* [Your objective] Pick out every line in the entries below that contains the word "doorway", treating uppercase and lowercase as different, and copy each of those lines.
BEGIN Supplied records
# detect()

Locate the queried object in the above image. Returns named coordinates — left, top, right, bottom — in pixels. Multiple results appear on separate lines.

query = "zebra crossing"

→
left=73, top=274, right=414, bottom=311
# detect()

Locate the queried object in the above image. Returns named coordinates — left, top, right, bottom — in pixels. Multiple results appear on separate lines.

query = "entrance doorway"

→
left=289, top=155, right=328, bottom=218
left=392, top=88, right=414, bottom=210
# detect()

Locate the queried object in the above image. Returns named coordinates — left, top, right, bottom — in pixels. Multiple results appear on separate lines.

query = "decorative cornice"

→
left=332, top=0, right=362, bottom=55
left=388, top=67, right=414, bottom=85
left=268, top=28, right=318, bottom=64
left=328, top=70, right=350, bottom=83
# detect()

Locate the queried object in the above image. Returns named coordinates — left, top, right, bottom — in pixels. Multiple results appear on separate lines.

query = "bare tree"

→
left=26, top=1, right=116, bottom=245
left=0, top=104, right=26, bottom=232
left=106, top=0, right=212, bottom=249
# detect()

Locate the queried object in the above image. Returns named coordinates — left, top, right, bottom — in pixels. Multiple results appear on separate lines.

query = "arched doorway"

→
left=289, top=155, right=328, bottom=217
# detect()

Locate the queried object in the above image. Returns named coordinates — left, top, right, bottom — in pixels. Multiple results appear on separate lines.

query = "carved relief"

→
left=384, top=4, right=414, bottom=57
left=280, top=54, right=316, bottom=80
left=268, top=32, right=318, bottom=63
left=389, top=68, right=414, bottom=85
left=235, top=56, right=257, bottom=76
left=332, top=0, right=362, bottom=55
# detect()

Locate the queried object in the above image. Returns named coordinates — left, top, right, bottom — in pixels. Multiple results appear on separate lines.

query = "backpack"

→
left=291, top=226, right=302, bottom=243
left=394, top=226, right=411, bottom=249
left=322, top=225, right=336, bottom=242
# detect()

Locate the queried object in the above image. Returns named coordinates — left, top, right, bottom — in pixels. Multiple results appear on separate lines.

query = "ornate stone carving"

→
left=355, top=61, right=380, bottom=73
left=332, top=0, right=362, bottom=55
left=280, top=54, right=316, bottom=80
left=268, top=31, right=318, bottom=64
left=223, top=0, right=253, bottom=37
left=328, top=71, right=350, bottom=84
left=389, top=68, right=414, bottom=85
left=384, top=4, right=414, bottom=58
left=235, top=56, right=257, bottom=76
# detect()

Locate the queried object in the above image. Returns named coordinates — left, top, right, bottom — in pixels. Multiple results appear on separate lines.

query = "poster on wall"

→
END Supplied records
* [Output for this exercise]
query = "entrance doorway"
query = "arched doorway"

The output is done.